引文
谢谢 @michael-bacon，这是一个非常好的解决方案。您可以通过使用bufgen = iter(partial(f.raw.read, 1024*1024), b'') 而不是组合takewhile和repeat来使rawincount方案看起来更加清晰。 - Peter H.

2

哦，部分函数，是的，那是一个不错的小调整。此外，我假设1024*1024会被解释器合并并视为常量，但这只是我的猜测，而非文档说明。 - Michael Bacon

3

使用buffering=0打开文件并调用read()，相比于直接使用"rb"模式打开文件并调用raw.read()，是否更快？还是这两种方法会被优化成同样的效果？ - Avraham

显示剩余9条评论

105

您可以执行一个子进程并运行wc -l filename

import subprocess

def file_len(fname):
    p = subprocess.Popen(['wc', '-l', fname], stdout=subprocess.PIPE, 
                                              stderr=subprocess.PIPE)
    result, err = p.communicate()
    if p.returncode != 0:
        raise IOError(err)
    return int(result.strip().split()[0])

定位指定物体的条目
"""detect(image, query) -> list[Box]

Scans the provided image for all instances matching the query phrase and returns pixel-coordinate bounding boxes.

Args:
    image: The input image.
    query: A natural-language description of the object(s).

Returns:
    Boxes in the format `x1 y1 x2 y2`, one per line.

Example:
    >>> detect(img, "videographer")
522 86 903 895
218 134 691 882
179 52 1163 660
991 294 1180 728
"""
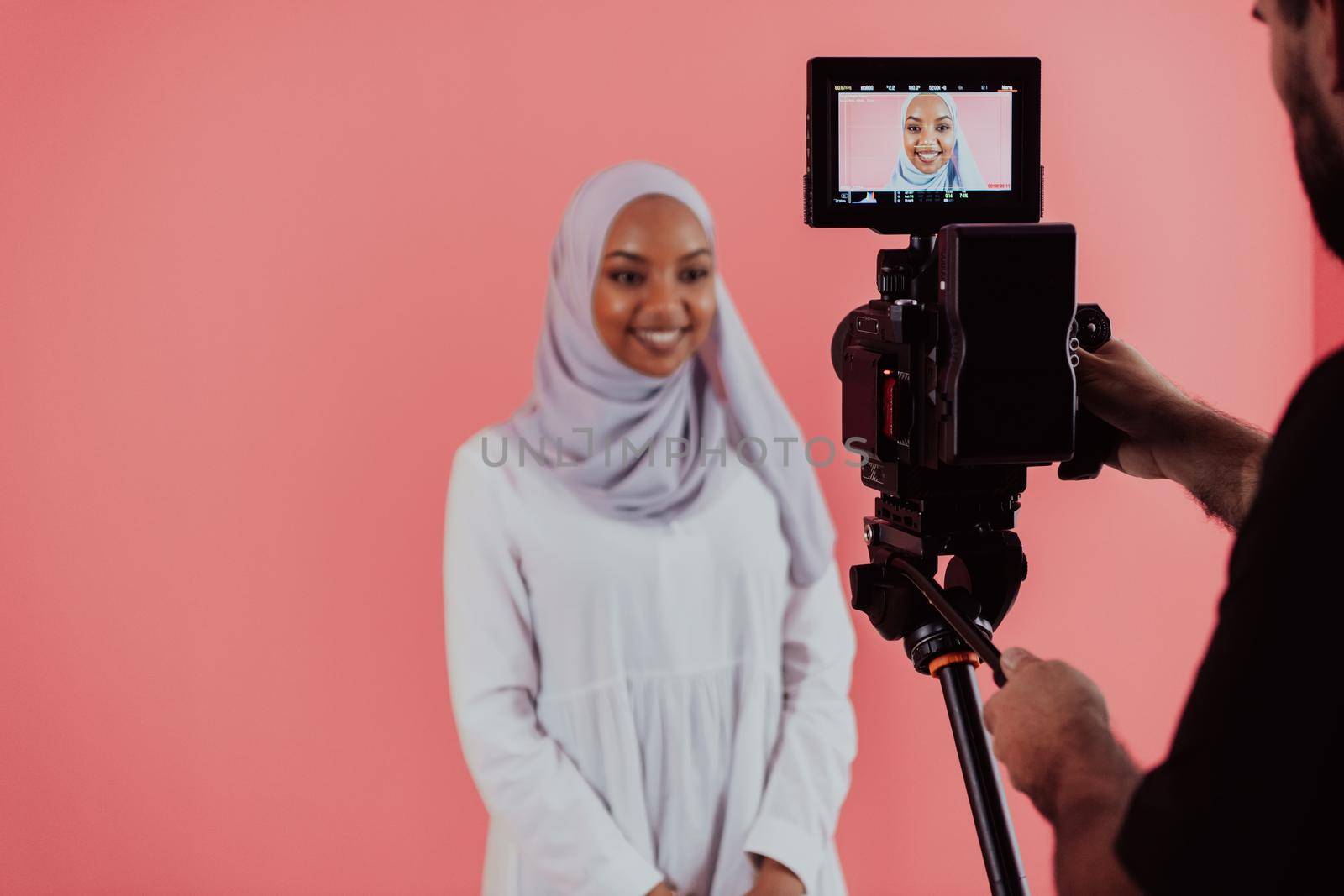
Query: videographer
984 0 1344 896
985 0 1344 896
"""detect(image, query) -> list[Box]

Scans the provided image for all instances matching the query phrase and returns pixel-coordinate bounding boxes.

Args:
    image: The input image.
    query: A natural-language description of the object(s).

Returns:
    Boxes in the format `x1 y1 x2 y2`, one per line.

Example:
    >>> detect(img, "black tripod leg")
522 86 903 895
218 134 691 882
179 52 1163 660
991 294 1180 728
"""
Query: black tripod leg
937 663 1030 896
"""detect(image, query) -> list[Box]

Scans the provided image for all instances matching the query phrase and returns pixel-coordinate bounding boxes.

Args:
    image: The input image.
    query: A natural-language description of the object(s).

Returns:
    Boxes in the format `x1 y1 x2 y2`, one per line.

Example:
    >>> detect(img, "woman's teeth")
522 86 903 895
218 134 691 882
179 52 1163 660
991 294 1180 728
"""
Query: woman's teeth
634 327 690 349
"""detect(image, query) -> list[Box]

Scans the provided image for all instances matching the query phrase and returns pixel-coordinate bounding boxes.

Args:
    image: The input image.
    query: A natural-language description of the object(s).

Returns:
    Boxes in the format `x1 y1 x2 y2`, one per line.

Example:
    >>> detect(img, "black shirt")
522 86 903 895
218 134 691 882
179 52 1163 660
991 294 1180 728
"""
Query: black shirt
1116 351 1344 894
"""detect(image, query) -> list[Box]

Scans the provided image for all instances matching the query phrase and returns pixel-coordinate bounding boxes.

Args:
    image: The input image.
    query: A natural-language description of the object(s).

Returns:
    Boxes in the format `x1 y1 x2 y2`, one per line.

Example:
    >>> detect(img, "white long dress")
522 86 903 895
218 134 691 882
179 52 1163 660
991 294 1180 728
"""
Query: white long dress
444 427 856 896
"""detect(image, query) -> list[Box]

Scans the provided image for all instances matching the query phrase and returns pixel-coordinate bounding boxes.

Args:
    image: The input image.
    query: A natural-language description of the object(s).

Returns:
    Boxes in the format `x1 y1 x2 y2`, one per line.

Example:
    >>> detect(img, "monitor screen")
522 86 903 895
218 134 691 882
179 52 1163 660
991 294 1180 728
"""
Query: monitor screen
836 85 1012 202
804 58 1043 233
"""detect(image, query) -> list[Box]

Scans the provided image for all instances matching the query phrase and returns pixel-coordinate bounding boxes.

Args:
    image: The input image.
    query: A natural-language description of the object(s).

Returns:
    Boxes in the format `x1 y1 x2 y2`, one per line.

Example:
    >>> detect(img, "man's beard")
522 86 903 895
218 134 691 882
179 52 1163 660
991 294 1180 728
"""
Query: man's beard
1286 60 1344 259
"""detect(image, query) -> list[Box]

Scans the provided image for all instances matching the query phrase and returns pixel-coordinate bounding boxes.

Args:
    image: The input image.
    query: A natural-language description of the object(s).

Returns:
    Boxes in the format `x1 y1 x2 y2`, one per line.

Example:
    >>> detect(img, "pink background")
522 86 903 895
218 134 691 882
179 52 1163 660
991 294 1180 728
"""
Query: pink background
0 0 1322 894
838 92 1012 190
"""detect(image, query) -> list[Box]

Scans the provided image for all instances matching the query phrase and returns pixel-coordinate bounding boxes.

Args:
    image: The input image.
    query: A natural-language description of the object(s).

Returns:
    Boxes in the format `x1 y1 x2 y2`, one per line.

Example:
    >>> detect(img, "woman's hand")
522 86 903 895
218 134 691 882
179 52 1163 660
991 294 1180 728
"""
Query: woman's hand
748 856 806 896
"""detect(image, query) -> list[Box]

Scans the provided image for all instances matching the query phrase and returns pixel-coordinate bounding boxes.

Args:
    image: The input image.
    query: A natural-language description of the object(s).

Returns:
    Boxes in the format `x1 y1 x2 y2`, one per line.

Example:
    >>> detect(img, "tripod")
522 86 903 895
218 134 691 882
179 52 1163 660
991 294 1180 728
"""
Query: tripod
849 516 1028 896
832 237 1028 896
831 233 1120 896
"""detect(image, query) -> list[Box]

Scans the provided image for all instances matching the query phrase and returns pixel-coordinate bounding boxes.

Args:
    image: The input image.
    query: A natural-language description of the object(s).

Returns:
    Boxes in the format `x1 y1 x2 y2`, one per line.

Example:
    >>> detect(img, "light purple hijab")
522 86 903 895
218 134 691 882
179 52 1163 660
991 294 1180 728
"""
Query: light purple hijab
507 161 836 585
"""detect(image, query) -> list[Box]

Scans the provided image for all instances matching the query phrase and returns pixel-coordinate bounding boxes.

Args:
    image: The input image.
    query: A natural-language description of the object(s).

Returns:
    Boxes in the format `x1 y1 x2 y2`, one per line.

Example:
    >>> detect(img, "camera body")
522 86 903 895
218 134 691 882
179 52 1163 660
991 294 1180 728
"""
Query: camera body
804 58 1117 655
831 224 1110 533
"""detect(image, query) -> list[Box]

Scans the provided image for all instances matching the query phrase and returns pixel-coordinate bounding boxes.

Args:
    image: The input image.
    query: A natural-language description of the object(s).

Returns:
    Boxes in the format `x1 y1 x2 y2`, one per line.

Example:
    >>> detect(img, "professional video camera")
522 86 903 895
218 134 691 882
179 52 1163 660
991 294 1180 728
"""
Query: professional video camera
804 58 1117 893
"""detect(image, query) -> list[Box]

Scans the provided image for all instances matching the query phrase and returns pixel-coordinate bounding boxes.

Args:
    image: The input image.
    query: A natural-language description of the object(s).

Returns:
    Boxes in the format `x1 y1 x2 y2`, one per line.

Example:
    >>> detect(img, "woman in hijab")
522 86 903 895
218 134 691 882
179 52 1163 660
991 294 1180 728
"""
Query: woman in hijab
887 92 985 192
444 163 856 896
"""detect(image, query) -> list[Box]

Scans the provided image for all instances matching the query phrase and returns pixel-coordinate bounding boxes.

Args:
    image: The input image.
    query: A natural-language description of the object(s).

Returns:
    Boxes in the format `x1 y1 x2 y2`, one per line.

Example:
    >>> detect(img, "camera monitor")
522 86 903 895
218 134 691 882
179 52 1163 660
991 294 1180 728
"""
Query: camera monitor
804 56 1043 233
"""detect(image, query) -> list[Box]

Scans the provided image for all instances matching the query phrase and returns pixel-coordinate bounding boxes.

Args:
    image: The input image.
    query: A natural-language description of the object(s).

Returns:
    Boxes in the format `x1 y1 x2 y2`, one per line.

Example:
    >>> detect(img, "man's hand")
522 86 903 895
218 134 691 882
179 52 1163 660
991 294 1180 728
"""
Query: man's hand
1078 338 1268 529
984 647 1138 896
984 647 1118 820
748 856 805 896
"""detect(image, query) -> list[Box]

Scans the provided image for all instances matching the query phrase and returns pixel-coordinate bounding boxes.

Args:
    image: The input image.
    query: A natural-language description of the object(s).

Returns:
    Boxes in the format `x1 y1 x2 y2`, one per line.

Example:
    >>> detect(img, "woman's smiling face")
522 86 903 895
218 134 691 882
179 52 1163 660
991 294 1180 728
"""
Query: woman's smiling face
906 92 957 175
593 195 717 376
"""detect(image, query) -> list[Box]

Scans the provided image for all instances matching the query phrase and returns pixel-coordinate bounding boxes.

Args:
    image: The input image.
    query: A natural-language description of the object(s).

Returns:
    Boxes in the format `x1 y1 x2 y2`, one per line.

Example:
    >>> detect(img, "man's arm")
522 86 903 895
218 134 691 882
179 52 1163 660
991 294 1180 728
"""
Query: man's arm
1078 338 1268 531
984 649 1141 896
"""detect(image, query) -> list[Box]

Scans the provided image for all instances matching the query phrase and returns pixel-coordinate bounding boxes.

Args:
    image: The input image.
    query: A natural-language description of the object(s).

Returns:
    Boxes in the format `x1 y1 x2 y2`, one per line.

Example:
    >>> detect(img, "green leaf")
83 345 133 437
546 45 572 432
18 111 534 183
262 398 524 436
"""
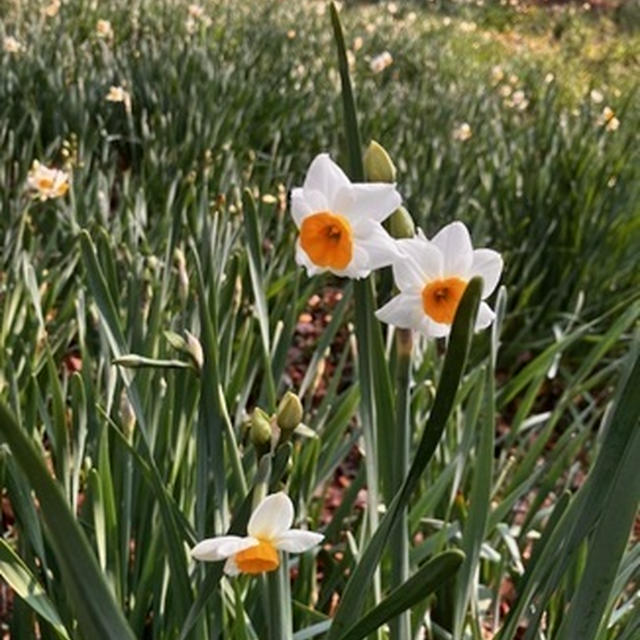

任务要求 A
把引文里从“import subprocess”开始、到“stderr=subprocess.PIPE)”为止的那一段一字不改地写出来，开头和结尾这两处都要包括。
任务要求 B
把清单从最开头到含有“937 663 1030 896”的那一行（这一行也算在内）原封不动地再给一遍，只要这些行，图片不用放进去。

正确输出 A
import subprocess

def file_len(fname):
    p = subprocess.Popen(['wc', '-l', fname], stdout=subprocess.PIPE, 
                                              stderr=subprocess.PIPE)

正确输出 B
"""detect(image, query) -> list[Box]

Scans the provided image for all instances matching the query phrase and returns pixel-coordinate bounding boxes.

Args:
    image: The input image.
    query: A natural-language description of the object(s).

Returns:
    Boxes in the format `x1 y1 x2 y2`, one per line.

Example:
    >>> detect(img, "videographer")
522 86 903 895
218 134 691 882
179 52 1163 660
991 294 1180 728
"""
Query: videographer
984 0 1344 896
985 0 1344 896
"""detect(image, query) -> list[Box]

Scans the provided image for all instances matching the query phrase and returns pixel-coordinate bounding boxes.

Args:
    image: The input image.
    query: A natural-language description of the object(s).

Returns:
    Boxes in the format `x1 y1 x2 y2`, one per line.

Example:
    >>> detect(img, "black tripod leg")
522 86 903 895
218 134 691 882
179 52 1163 660
991 294 1180 728
"""
Query: black tripod leg
937 663 1030 896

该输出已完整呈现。